#### [PROBLEM DESCRIPTION]
Reproduce the listing below verbatim, leaving out the pictures.

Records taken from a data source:
○ ○ ○ ○ ○
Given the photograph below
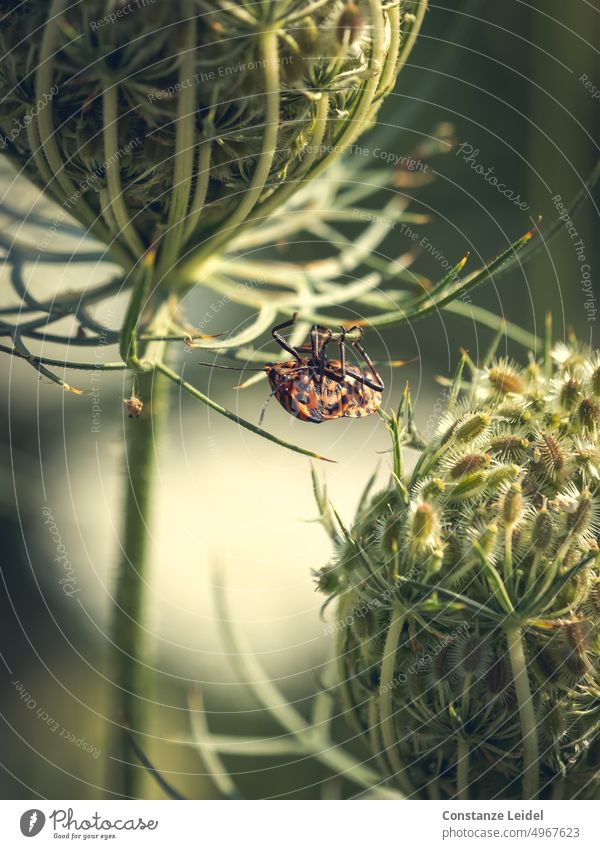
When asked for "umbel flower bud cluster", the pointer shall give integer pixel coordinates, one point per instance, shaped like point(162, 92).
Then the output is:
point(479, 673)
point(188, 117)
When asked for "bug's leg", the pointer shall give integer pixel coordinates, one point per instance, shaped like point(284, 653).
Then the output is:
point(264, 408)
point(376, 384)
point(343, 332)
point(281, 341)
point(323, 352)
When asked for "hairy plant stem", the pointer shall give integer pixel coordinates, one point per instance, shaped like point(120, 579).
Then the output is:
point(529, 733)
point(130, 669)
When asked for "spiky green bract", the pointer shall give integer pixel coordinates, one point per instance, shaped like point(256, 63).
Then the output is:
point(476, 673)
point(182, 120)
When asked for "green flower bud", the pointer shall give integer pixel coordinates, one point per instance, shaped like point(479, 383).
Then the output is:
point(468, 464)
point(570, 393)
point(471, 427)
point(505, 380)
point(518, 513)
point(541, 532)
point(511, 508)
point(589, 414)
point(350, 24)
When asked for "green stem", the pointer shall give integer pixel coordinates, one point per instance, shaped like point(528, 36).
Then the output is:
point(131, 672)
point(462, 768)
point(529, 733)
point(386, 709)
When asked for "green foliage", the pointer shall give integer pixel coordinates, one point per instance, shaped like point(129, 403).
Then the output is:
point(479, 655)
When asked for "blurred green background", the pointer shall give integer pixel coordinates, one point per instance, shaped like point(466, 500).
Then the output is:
○ ○ ○ ○ ○
#### [WRITTEN ANSWER]
Given the photograph below
When asked for "umbel flower bud cluster", the pointer shall give integer pixel coordinates, one point per instance, shaped like point(162, 92).
Then the output is:
point(479, 673)
point(188, 117)
When asked for "bug's leg", the pointer shall give integer pixel coordinates, one point per instance, shaped like point(284, 653).
Then the output is:
point(264, 408)
point(376, 384)
point(343, 332)
point(281, 341)
point(323, 352)
When asked for "hairy plant stem", the pointer shall give integer pixel coordinates, one point per instance, shaped like point(120, 579).
Then the output is:
point(529, 733)
point(130, 669)
When asked for "spiky green bract", the pointer shall give integer pixel coordinates, one point per instance, shaped like point(256, 63).
Then the output is:
point(476, 673)
point(182, 120)
When asked for "green flower bud", the pointer shall give integer pixel coordinates, one point per instance, shaped like point(479, 383).
Then the output is:
point(468, 464)
point(570, 393)
point(471, 427)
point(505, 380)
point(518, 513)
point(541, 532)
point(511, 508)
point(589, 414)
point(350, 24)
When asked for "green stem", the pointer shall give integer pixel coordinates, one point per instance, shaped like point(528, 36).
Then the output is:
point(131, 672)
point(462, 768)
point(529, 733)
point(386, 709)
When asked for "green foliage", the pointer shall give integer pixel coordinates, one point per instance, shaped like point(129, 403).
Then the output is:
point(479, 655)
When asked for "blurred green background", the pointer shall give integer pixel coordinates, one point per instance, shaped like point(466, 500).
Then the output is:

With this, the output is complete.